* Objective
Tally how many lines in the rows below contain the word "person", and give only that number.

* Provided entries

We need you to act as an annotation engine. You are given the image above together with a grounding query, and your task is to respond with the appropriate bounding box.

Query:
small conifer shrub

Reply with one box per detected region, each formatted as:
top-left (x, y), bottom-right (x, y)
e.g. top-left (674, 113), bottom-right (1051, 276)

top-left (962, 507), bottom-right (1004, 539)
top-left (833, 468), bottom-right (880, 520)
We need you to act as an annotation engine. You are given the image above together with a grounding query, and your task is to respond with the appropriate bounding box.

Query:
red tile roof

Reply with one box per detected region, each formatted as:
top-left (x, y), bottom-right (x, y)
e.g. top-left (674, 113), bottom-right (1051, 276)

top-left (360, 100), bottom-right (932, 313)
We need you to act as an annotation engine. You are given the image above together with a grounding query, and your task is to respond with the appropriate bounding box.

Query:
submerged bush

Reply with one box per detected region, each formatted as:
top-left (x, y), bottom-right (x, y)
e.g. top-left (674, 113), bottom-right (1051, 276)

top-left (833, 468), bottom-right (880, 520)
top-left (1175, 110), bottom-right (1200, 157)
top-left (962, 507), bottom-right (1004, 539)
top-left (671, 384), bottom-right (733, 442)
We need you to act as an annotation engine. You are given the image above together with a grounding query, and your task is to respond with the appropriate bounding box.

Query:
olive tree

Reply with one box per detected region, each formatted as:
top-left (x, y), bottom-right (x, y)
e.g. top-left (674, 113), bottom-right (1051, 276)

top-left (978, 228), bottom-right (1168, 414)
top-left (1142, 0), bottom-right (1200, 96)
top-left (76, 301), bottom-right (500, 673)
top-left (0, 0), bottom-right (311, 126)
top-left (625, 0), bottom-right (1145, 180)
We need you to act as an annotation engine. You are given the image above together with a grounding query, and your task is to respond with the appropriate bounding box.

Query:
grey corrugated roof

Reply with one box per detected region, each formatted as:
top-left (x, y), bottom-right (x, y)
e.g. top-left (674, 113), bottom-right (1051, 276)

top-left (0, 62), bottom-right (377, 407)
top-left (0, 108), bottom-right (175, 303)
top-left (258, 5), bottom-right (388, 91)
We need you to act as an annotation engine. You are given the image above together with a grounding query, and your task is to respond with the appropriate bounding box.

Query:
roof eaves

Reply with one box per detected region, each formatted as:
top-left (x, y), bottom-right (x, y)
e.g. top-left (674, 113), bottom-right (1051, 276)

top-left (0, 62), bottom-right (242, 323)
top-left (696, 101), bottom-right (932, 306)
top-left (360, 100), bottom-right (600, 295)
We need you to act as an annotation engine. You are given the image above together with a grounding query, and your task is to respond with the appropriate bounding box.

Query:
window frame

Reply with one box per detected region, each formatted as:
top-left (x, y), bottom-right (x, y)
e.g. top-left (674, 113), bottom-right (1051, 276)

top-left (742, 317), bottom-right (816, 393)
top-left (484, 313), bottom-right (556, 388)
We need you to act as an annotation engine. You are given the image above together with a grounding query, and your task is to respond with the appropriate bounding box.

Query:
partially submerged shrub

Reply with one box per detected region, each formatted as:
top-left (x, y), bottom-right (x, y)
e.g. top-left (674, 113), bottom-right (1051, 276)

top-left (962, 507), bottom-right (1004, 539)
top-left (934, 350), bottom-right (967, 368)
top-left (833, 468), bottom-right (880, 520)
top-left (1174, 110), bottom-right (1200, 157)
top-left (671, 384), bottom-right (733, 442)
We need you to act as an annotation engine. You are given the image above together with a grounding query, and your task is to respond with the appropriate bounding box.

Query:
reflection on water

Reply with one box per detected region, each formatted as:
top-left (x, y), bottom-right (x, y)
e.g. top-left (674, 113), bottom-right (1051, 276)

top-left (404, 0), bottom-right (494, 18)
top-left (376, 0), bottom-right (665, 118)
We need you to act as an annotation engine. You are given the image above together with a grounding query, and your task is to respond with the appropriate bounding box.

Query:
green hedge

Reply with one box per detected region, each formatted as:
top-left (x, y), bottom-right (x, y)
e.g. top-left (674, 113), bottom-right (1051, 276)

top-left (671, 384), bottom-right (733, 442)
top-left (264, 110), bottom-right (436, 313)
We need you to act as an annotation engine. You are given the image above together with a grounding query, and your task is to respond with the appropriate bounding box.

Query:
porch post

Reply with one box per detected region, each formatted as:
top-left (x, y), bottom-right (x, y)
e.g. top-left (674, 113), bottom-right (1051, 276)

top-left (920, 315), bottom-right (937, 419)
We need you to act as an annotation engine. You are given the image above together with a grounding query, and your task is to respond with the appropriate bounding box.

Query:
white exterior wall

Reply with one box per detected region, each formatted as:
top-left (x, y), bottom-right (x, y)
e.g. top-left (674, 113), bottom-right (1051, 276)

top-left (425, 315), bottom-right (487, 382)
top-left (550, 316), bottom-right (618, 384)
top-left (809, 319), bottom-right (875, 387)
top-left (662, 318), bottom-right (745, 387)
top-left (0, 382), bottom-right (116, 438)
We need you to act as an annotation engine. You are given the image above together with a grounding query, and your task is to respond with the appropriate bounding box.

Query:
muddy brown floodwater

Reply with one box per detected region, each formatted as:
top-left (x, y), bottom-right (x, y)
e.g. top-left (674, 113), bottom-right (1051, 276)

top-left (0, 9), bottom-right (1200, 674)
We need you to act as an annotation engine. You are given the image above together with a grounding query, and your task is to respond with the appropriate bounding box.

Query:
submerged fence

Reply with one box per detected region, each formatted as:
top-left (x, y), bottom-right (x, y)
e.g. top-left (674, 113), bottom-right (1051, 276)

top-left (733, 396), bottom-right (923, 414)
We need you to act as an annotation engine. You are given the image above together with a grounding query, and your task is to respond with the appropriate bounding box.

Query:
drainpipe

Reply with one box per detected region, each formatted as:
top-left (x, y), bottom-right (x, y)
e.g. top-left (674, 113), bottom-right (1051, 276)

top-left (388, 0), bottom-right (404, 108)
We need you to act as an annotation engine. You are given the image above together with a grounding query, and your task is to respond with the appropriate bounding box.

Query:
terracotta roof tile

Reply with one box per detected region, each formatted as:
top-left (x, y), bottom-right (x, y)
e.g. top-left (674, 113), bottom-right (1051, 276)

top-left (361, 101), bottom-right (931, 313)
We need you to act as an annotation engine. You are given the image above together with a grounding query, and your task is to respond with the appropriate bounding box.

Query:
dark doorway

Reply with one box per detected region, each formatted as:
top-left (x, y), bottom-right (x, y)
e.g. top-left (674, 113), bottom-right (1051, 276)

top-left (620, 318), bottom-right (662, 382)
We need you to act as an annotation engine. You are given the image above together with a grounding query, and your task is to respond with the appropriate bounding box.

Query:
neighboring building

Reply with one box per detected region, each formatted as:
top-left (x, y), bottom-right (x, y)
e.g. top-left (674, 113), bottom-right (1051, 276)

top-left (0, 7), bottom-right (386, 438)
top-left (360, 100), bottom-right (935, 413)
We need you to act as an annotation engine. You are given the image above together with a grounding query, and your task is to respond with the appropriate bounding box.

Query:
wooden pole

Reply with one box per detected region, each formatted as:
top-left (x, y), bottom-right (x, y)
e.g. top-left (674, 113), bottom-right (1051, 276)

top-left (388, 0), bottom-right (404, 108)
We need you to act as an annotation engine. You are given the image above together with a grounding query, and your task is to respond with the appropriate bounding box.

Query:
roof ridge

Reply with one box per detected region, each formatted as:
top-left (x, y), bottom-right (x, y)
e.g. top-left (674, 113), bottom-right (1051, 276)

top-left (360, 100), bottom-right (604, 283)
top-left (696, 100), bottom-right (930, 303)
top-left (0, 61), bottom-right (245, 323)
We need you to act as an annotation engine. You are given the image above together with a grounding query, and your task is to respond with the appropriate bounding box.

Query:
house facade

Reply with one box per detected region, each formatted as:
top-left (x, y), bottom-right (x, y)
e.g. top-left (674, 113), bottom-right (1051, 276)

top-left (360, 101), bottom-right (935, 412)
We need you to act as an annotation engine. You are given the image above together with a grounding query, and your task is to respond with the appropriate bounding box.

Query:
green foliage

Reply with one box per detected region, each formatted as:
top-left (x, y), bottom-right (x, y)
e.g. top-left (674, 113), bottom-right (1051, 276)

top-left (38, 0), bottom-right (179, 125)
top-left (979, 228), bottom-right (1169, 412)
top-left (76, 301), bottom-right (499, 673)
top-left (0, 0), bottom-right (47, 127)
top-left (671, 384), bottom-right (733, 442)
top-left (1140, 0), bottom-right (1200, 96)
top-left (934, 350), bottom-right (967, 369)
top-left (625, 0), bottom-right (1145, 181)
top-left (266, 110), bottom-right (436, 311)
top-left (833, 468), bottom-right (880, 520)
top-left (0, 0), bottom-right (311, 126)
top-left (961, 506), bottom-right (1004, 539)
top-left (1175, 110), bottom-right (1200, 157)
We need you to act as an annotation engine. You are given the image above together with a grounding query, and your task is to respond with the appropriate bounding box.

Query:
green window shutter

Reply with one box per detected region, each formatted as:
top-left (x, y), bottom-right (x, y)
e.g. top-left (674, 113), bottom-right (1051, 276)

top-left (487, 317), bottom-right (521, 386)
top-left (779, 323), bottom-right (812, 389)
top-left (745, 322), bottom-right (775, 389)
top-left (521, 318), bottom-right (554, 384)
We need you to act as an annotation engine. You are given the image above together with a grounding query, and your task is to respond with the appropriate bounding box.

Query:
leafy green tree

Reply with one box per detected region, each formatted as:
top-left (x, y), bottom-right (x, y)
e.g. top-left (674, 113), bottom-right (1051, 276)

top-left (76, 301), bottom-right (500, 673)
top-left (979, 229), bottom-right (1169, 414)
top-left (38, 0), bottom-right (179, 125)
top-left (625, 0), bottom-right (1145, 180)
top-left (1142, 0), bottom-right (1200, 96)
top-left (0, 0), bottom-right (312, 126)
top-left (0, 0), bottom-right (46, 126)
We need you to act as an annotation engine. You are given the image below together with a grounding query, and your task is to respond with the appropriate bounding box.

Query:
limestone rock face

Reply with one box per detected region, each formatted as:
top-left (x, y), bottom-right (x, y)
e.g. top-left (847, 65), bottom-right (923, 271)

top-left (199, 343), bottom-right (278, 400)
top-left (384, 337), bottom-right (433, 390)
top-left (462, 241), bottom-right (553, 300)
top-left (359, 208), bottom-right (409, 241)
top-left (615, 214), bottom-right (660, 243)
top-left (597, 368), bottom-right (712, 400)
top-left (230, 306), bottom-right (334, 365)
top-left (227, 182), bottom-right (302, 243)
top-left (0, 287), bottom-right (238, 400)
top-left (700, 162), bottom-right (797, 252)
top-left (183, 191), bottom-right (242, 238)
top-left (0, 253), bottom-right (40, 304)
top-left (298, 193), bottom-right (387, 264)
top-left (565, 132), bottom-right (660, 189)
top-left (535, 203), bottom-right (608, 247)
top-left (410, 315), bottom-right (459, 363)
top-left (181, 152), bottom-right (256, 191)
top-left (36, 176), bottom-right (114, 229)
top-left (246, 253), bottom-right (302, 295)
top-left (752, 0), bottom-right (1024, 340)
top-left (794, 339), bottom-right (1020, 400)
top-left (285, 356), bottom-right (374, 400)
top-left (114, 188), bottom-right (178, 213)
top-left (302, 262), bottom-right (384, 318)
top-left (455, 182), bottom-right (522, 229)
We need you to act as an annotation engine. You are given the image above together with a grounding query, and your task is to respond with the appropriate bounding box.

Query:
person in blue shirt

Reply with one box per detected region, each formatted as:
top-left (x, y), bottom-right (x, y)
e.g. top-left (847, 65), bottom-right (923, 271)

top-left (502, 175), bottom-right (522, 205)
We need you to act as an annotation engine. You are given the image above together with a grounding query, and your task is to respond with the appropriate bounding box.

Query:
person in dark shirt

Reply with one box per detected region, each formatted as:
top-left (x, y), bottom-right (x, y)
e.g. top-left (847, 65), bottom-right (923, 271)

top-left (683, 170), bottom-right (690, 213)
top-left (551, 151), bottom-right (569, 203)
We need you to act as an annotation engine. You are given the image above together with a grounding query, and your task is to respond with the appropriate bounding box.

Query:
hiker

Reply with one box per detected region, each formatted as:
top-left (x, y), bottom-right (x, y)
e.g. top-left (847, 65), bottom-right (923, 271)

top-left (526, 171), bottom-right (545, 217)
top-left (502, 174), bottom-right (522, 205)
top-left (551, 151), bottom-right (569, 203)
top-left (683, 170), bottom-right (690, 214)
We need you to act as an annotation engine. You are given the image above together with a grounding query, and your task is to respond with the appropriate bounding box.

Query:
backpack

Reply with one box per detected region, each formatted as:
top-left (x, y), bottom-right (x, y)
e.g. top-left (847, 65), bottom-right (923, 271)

* Completed task
2